Excerpt:
▼

The next day, I got a fever. There were no red patches on my breasts, though the left one felt very engorged. I was very shivery and dizzy and just wanted to sleep lots, just like I had on the first day of the mastitis the week before. Despite this, I still managed to keep up with the expressing, though I handed over most of the actual feeding to others. In the afternoon, my midwife came. She agreed that it didn’t look like mastitis, so the next obvious culprit is the uterus. Looks like there was an infection there, which had quite possibly been there since the birth, if the lochia odour was anything to go by (stupidly, I had no idea it wasn’t supposed to smell like that). She was onto my doctor immediately to get some antibiotics and took a swab to send off for testing (results tomorrow, though I have improved enough to know that the antibiotics are working).
Then it was time to weigh Eleanor. She had gained – just under two ounces. What a relief. And she doesn’t have to be weighed until Saturday now, then not until next Wednesday, which will be the last midwife visit and the health visitor will take over from then on (all being well, of course, but there should be no reason why it wouldn’t).
My midwife came back yesterday morning to check how I was – not to look at Eleanor at all, as she was no completely happy with her (and assured me she would poo). And then she told me I could try putting Eleanor to the breast any time, if I wanted to. She said that Eleanor was getting enough food into her and had gained weight, so there was no pressure. I didn’t have to try, but if I wanted to, I could just put her there, and she might have a bit of a comfort suck. Or she might not. But it would not be a worry, because we knew we could get the food into her. I nodded and smiled, but didn’t really feel like trying anytime soon.

▲

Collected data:

▼

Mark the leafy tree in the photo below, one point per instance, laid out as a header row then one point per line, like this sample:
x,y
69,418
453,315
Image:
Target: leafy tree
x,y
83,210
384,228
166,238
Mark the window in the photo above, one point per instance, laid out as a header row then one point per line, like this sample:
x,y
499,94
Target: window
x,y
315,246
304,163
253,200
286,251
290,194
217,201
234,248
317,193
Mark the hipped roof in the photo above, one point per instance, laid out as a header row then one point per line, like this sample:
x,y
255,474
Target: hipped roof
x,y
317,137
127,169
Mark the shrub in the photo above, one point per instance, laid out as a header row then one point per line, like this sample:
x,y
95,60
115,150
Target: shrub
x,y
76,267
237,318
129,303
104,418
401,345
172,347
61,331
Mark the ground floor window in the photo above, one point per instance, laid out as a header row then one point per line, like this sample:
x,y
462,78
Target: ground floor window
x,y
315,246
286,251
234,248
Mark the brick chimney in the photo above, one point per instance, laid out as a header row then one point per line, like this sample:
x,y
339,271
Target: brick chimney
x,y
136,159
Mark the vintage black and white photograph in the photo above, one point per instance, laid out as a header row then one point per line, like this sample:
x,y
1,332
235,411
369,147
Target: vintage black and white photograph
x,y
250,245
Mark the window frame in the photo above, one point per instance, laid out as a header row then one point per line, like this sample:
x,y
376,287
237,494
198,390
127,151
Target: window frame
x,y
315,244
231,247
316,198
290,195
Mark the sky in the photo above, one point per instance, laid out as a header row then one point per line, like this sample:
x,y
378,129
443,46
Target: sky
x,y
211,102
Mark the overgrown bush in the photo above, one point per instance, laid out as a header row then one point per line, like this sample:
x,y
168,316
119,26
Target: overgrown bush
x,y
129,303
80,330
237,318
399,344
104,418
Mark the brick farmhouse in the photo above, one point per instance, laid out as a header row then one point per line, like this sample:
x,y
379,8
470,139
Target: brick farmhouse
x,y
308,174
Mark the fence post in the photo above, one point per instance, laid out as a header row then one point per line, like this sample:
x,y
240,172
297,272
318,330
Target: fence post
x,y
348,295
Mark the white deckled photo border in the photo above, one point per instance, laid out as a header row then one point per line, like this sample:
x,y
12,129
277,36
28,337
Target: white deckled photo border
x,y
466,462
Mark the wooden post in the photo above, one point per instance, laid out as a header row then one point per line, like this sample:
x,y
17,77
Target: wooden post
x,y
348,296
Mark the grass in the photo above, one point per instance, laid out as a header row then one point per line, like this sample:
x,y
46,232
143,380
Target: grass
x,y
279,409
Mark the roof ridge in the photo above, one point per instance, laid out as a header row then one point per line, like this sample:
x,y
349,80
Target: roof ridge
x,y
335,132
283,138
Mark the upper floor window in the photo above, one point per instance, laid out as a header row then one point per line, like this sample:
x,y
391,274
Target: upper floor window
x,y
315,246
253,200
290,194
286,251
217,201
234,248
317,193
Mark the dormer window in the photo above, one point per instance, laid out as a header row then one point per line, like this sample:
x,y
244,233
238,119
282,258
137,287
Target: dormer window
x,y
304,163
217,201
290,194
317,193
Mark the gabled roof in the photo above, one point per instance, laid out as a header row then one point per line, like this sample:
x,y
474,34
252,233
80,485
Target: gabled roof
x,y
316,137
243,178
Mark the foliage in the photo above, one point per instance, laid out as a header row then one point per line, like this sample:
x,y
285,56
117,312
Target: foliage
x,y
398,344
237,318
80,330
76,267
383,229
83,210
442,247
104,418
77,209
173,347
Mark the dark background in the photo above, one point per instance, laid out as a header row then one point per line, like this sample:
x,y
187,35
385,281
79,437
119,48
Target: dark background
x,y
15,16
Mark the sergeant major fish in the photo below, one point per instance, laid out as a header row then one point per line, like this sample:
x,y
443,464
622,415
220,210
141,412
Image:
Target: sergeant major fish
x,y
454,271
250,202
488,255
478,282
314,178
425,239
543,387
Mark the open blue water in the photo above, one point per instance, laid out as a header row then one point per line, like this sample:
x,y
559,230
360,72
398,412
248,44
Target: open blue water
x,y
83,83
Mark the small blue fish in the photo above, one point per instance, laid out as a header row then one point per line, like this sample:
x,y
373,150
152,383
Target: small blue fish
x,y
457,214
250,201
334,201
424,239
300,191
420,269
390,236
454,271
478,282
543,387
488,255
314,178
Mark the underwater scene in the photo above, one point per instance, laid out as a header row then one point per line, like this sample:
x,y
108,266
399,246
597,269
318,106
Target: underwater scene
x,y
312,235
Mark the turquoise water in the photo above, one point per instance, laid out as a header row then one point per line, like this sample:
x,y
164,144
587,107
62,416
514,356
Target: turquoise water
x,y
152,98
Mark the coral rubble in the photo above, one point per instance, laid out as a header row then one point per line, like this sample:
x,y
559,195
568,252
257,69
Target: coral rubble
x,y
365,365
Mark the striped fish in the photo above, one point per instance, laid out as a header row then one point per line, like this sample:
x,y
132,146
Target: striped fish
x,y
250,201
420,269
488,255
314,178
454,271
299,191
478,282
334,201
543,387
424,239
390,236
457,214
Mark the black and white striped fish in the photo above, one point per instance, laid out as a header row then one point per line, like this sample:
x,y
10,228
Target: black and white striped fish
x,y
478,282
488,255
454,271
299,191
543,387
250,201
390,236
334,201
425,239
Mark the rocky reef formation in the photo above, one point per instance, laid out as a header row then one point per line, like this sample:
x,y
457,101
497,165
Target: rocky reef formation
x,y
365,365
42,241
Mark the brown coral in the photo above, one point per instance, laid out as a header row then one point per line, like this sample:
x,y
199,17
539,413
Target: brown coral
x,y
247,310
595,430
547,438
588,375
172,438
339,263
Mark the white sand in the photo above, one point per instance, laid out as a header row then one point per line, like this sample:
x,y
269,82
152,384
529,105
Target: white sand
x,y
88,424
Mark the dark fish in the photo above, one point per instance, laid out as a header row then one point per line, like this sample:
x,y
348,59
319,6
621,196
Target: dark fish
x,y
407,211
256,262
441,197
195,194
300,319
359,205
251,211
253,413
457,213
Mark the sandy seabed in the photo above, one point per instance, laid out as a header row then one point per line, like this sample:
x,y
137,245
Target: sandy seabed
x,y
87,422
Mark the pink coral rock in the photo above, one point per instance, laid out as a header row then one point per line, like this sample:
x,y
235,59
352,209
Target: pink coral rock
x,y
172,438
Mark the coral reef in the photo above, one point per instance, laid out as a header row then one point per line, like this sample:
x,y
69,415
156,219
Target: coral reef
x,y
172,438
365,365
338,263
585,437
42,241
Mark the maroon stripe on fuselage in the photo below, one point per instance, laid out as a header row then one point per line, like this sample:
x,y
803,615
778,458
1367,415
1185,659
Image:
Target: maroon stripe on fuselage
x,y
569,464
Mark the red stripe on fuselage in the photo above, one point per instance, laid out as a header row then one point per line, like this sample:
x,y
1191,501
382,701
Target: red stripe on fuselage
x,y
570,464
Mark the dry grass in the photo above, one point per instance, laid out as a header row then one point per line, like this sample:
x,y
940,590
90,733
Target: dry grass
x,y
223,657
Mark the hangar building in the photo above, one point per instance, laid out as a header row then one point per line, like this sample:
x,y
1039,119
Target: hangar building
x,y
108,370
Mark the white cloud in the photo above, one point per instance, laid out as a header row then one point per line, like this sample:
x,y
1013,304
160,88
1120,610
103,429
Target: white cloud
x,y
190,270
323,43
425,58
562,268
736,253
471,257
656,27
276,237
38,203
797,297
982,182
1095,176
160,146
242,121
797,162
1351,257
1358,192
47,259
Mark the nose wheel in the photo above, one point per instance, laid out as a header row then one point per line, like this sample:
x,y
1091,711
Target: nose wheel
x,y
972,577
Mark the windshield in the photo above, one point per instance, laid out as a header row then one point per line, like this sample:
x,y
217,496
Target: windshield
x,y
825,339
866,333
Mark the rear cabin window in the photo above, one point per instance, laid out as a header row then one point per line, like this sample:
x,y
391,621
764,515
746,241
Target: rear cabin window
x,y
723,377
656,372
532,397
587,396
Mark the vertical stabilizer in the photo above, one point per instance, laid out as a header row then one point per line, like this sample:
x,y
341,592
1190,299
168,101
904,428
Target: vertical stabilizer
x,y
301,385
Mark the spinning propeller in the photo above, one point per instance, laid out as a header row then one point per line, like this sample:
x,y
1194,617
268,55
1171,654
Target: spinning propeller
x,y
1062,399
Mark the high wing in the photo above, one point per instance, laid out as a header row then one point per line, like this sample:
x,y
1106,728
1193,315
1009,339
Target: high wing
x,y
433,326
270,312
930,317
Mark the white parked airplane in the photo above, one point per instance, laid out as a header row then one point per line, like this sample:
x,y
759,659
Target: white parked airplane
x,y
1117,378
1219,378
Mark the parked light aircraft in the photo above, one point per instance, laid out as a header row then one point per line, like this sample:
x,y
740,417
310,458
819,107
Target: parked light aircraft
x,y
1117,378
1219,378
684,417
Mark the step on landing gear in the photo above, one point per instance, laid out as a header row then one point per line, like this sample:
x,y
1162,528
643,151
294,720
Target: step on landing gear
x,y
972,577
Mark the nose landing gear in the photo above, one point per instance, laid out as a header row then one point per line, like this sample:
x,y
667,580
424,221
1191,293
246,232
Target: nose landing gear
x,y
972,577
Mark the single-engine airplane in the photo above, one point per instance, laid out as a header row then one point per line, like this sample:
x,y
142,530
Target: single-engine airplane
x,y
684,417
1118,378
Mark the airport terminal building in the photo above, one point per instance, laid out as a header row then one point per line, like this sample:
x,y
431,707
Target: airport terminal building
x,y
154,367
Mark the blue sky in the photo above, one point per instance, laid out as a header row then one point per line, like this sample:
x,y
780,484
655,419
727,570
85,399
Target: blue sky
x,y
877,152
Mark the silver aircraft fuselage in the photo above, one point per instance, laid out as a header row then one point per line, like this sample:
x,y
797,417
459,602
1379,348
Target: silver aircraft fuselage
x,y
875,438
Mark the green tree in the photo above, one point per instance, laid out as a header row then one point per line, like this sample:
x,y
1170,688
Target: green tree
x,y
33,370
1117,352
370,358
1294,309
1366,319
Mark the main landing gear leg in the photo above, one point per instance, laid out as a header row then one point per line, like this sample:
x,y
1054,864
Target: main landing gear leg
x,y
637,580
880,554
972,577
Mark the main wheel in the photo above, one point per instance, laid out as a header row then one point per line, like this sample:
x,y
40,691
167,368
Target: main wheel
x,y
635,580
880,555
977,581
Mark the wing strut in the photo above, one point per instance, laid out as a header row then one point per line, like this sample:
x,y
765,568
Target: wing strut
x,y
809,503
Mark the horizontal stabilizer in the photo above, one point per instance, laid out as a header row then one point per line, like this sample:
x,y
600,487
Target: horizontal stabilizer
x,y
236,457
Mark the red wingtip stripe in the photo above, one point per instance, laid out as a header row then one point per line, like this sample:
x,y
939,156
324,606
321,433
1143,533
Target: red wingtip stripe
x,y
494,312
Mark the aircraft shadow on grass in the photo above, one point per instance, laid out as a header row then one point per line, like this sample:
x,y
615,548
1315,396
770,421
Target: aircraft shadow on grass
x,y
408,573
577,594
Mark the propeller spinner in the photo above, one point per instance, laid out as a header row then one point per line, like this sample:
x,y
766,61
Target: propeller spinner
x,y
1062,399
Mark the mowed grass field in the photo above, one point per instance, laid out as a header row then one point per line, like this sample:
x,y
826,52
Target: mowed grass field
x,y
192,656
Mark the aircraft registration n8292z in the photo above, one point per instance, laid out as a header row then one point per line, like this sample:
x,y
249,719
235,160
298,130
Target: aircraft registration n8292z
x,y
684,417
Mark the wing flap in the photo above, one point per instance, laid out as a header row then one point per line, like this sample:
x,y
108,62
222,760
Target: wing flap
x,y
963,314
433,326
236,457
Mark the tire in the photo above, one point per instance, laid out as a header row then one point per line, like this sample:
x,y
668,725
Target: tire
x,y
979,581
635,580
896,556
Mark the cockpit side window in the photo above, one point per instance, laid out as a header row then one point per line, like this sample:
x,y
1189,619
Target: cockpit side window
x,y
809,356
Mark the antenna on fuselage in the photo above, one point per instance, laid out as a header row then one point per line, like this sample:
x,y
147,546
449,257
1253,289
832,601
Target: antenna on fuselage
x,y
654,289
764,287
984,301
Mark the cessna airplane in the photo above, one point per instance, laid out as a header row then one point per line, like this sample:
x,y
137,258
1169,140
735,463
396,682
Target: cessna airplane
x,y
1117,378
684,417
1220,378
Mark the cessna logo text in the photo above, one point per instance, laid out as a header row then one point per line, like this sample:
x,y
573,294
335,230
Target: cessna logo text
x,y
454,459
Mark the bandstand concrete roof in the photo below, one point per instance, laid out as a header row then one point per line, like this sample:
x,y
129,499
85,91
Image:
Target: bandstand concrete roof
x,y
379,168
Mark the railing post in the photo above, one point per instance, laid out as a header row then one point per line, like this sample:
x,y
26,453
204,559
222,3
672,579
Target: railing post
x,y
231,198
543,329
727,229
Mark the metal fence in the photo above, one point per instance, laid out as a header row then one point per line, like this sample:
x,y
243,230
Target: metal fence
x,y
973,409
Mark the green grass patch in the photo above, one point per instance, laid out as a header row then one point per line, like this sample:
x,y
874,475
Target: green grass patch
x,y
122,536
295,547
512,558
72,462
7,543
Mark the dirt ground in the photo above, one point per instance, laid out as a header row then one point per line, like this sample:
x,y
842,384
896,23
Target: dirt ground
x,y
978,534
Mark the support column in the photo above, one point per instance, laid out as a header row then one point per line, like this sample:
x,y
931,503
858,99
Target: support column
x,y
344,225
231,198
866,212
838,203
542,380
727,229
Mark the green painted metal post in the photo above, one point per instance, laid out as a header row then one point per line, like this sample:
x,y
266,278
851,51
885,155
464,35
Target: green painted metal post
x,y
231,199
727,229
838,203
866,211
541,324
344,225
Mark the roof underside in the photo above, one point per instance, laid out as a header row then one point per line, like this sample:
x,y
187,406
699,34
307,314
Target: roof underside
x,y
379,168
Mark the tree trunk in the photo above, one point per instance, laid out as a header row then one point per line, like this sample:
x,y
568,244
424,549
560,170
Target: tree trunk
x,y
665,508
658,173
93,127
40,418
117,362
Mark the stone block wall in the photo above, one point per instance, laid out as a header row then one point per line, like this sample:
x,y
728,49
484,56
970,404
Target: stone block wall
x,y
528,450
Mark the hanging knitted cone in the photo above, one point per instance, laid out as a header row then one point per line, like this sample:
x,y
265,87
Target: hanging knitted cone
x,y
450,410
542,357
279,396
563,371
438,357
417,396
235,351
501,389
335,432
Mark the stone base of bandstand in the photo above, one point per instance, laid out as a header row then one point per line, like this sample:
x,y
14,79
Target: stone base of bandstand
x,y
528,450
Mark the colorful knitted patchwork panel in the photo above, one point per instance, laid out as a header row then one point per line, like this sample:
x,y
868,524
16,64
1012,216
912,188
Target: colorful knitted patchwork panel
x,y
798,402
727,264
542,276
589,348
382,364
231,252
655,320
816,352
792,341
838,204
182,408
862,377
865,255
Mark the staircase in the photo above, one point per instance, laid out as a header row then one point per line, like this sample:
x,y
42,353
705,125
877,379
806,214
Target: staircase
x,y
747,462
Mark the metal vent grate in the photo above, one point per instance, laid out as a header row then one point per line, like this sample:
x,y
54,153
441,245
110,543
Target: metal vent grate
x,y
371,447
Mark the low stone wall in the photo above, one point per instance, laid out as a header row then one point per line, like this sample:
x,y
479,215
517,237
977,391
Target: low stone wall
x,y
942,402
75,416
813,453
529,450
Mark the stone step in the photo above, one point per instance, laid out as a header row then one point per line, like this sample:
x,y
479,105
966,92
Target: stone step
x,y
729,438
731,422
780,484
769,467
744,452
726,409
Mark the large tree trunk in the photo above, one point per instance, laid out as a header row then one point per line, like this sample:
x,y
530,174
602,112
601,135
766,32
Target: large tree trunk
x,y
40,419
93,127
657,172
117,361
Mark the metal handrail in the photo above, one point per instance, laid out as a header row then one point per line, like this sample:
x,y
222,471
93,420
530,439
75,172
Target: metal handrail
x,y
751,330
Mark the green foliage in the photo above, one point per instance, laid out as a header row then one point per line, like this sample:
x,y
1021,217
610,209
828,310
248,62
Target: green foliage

▲

Required action 1:
List the symptoms the narrator reports having on the day the fever started, according to the account above.
Required action 2:
Rewrite the account from "Then it was" to "why it wouldn’t).", replacing "Saturday" with "Friday".

Answer space 1:
- A fever
- A very engorged left breast
- Feeling very shivery
- Dizziness
- Wanting to sleep a lot

Answer space 2:
Then it was time to weigh Eleanor. She had gained – just under two ounces. What a relief. And she doesn’t have to be weighed until Friday now, then not until next Wednesday, which will be the last midwife visit and the health visitor will take over from then on (all being well, of course, but there should be no reason why it wouldn’t).